WHAT IS BEING ASKED> Reproduce every line of the data below, requests included, and scale each x and y coordinate in the answers by 0.85, rounding to whole numbers with halves going up.

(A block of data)
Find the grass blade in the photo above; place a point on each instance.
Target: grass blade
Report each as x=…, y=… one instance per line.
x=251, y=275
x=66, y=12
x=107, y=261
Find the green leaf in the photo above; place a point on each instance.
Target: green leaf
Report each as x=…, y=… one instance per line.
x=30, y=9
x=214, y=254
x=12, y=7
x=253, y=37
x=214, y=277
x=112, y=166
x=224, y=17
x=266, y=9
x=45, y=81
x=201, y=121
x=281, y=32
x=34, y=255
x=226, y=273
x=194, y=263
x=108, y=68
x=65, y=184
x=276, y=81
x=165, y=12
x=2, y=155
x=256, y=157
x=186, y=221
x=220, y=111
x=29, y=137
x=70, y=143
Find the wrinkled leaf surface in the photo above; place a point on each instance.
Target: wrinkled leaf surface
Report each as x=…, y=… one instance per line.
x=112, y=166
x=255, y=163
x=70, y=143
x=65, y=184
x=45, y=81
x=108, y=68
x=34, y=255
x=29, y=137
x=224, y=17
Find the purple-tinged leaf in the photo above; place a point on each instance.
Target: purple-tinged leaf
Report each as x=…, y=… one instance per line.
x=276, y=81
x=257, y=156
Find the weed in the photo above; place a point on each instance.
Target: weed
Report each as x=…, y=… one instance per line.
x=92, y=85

FULL ANSWER>
Find the grass blade in the photo above; place a point on each instance.
Target: grass blade
Report each as x=…, y=… one instance per line.
x=213, y=234
x=56, y=10
x=91, y=222
Find the green leaf in the photo above; place a point on each instance.
Target: green leaf
Report each as x=…, y=… one instance per line.
x=26, y=8
x=182, y=216
x=10, y=6
x=215, y=31
x=182, y=235
x=95, y=141
x=190, y=14
x=226, y=8
x=38, y=69
x=171, y=103
x=239, y=27
x=29, y=217
x=192, y=232
x=165, y=224
x=92, y=58
x=55, y=156
x=235, y=69
x=140, y=10
x=2, y=132
x=218, y=133
x=158, y=188
x=187, y=94
x=25, y=116
x=60, y=122
Find the wrinkled leaf surface in the photo above; place a point on each instance.
Target: wrinkled leaf surface
Report each as x=…, y=… one instance per line.
x=95, y=141
x=217, y=139
x=60, y=122
x=55, y=156
x=38, y=69
x=92, y=58
x=29, y=217
x=25, y=116
x=190, y=14
Find the purple-tinged leaf in the photo above; place a point on each instance.
Target: purple-tinged leaf
Report each as x=…, y=… one instance per line.
x=235, y=69
x=218, y=133
Find the weed in the photo above; place a point on each instance.
Target: weed
Report each as x=…, y=… one instance per line.
x=78, y=72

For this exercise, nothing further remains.